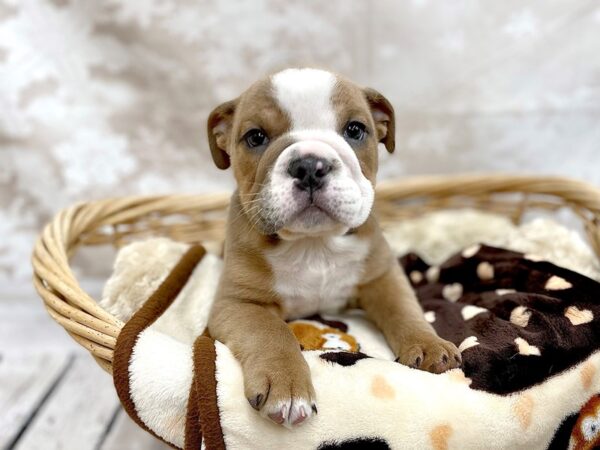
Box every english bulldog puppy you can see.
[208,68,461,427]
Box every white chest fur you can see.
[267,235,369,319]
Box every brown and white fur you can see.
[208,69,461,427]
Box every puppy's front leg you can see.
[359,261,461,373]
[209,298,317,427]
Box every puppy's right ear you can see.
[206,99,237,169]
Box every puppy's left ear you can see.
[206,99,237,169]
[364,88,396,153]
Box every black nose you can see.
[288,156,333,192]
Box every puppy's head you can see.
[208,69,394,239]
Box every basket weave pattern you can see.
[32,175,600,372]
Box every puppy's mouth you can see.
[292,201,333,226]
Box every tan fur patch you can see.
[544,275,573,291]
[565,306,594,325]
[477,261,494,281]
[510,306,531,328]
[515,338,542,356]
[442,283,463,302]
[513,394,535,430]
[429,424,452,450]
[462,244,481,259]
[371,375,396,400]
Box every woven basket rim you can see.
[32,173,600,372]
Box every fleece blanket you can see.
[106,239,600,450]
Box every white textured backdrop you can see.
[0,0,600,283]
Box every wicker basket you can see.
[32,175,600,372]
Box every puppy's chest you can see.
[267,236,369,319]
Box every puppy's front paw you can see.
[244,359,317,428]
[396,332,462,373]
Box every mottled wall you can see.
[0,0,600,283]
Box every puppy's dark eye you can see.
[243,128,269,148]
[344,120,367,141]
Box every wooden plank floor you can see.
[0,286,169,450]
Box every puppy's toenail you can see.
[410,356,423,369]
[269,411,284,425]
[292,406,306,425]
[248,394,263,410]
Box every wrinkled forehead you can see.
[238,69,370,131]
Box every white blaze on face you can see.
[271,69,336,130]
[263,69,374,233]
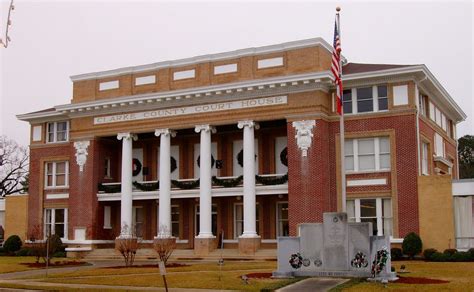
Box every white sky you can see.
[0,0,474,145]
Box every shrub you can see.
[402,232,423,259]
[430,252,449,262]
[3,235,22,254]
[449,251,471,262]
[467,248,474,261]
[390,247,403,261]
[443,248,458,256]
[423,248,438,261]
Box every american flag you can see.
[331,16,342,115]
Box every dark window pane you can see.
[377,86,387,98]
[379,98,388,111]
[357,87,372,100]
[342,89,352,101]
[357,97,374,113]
==
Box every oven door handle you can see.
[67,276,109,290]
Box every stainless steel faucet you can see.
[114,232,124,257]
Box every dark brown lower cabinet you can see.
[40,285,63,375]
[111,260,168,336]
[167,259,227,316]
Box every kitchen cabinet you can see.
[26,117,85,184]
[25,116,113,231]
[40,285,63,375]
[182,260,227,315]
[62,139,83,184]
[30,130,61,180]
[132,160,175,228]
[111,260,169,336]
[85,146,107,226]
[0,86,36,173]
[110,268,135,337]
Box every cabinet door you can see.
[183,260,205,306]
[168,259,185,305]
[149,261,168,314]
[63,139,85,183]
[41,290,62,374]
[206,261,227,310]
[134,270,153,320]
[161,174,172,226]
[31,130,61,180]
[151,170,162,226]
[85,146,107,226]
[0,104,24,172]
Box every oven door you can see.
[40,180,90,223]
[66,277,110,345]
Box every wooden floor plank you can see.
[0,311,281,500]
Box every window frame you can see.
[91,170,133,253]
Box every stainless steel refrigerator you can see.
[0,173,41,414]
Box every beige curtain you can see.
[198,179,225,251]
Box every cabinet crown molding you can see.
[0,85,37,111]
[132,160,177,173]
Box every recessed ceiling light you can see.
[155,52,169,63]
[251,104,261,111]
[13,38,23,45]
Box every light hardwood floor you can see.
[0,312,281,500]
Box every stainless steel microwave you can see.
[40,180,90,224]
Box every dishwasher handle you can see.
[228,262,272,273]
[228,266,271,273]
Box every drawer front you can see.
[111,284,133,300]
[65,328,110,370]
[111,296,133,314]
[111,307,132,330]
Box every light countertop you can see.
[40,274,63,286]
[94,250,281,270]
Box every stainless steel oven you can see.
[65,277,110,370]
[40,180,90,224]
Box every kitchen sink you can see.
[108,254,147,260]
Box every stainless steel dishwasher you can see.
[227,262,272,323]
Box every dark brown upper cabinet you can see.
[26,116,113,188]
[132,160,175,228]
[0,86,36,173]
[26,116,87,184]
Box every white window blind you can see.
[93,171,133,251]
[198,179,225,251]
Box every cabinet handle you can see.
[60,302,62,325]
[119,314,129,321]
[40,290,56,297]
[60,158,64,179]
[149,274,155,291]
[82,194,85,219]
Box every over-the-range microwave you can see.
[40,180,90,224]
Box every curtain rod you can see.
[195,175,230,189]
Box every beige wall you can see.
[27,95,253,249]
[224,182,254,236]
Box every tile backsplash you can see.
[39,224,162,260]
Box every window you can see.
--
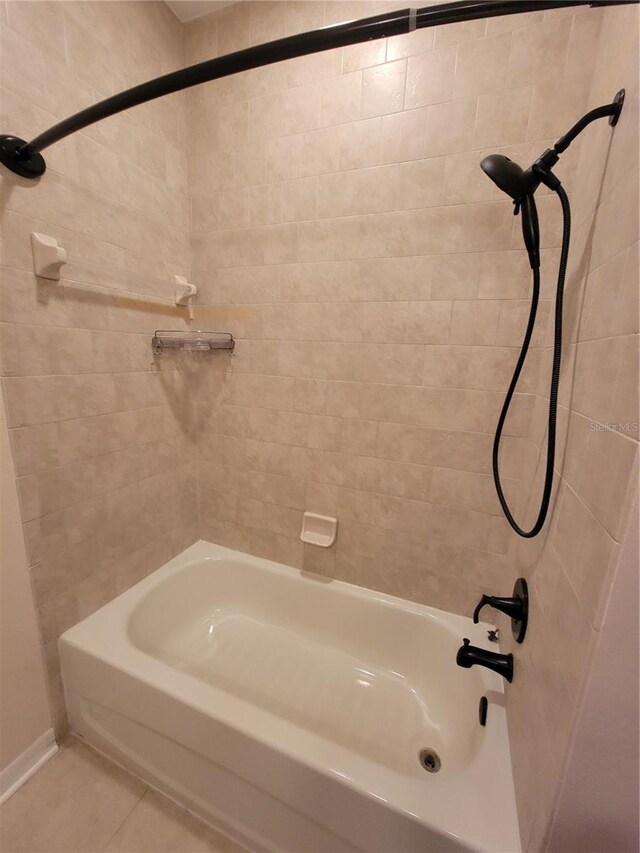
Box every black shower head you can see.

• [Your goal] Can you rewrite every line of the data that opens with the line containing "Box every over-the-range" and closes with the line containing "[39,224,162,260]", keeping the non-coordinate lines as they are and shifting each bounding-box coordinate up by 45?

• [The result]
Box every over-the-range microwave you can see.
[85,225,135,269]
Box every curtain rod you can see.
[240,220,275,234]
Box every beige wall you can see.
[72,140,298,294]
[269,227,299,281]
Box every tile backsplash you can see.
[84,269,207,305]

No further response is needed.